▶ What to work on
Every record is to be returned as written, with no omissions.

▶ Extracted entries
*** Block opens ***
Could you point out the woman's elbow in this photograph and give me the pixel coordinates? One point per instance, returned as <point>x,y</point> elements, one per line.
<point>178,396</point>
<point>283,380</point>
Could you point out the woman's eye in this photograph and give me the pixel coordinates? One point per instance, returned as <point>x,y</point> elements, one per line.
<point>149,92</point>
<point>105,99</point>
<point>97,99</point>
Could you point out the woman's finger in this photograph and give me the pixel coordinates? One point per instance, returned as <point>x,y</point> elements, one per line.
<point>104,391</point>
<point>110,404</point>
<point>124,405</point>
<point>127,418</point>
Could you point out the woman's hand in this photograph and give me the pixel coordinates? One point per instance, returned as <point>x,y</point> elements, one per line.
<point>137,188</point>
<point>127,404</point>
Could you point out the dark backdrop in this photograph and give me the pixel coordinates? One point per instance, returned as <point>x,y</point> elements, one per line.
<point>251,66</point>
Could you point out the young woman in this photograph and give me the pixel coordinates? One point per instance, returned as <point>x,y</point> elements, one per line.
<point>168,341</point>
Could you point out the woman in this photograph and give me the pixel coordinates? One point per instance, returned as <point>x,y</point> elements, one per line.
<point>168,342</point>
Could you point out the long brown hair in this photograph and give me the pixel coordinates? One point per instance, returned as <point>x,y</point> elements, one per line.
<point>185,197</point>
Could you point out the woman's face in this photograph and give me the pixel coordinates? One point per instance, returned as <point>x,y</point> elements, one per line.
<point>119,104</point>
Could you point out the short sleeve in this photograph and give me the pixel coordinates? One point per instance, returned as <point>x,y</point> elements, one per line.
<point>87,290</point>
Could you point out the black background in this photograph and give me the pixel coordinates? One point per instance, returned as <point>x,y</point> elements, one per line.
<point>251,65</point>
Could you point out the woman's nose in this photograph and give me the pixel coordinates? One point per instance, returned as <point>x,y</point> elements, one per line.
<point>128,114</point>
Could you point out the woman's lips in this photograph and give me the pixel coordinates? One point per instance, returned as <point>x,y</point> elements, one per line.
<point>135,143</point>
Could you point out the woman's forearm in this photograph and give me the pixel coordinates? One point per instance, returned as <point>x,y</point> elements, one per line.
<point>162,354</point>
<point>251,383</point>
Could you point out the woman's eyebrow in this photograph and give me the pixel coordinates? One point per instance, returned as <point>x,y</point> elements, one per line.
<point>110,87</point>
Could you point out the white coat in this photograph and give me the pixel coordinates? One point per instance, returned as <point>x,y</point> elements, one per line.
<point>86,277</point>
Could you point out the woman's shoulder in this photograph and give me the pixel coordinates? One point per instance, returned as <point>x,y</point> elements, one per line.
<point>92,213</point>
*** Block closes ***
▶ Output
Could you point out the woman's elbow in this photograph and give me the pixel coordinates? One point per instance, returned as <point>x,y</point> elements, one per line.
<point>178,396</point>
<point>283,380</point>
Could you point out the woman's eye in this photograph and give me the pixel coordinates? One point per instance, returned as <point>x,y</point> elements, one per line.
<point>149,92</point>
<point>105,99</point>
<point>97,99</point>
Could you point out the woman's finger in this photograph and give me the pixel coordinates? One point per instance, returned as <point>x,y</point> elements, one per line.
<point>104,391</point>
<point>110,404</point>
<point>124,405</point>
<point>127,418</point>
Could you point out the woman's hand in this photograph and give me the pixel coordinates? One point per instance, returned as <point>x,y</point> elements, one per line.
<point>137,188</point>
<point>127,404</point>
Could you point out the dark backdrop in this photograph and give me the pixel coordinates? One point per instance, returned as <point>x,y</point> elements, one per line.
<point>251,66</point>
Could you point out the young woman in this photograph and give me the pixel coordinates? One point per instance, returned as <point>x,y</point> elements, one per line.
<point>168,341</point>
Could you point out the woman in this photograph and give me the pixel coordinates? One point per instance, returned as <point>x,y</point> elements, one per line.
<point>168,342</point>
Could you point out the long brown hair in this photograph and give me the pixel coordinates? One point per instance, returned as <point>x,y</point> elements, one per line.
<point>185,197</point>
Could you point out the woman's face in this photograph and give me the pixel coordinates? One point per instance, returned as <point>x,y</point> elements, one per line.
<point>119,104</point>
Could you point out the short sleeve in this photograph and give me the pixel coordinates? One point per instance, returned as <point>x,y</point> elements, one per line.
<point>87,290</point>
Could you point out the black background in this photograph and give me the pixel coordinates? One point per instance, returned as <point>x,y</point> elements, one per line.
<point>251,65</point>
Could you point out the woman's nose in this photograph and give me the pixel coordinates? One point per instance, returned as <point>x,y</point> elements, one per line.
<point>128,114</point>
Could you point out the woman's lips in this photograph and give me the pixel coordinates? One point per instance, returned as <point>x,y</point> elements, one per line.
<point>135,143</point>
Could you point out the woman's forearm in this photograph and give me the pixel coordinates? One point per instance, returned as <point>x,y</point> elements, one per line.
<point>162,354</point>
<point>251,383</point>
Could you point out the woman's eyebrow in this photograph and give me the pixel coordinates? One point per instance, returned as <point>x,y</point> elements, one per line.
<point>110,87</point>
Could you point out the white coat in this photograph and give me the pixel coordinates? One point per instance, returned as <point>x,y</point> elements, one per line.
<point>86,277</point>
Could you point out the woman's shoulder in this photograph and give me the pixel coordinates? One point per instance, returned as <point>x,y</point> elements, one per line.
<point>92,213</point>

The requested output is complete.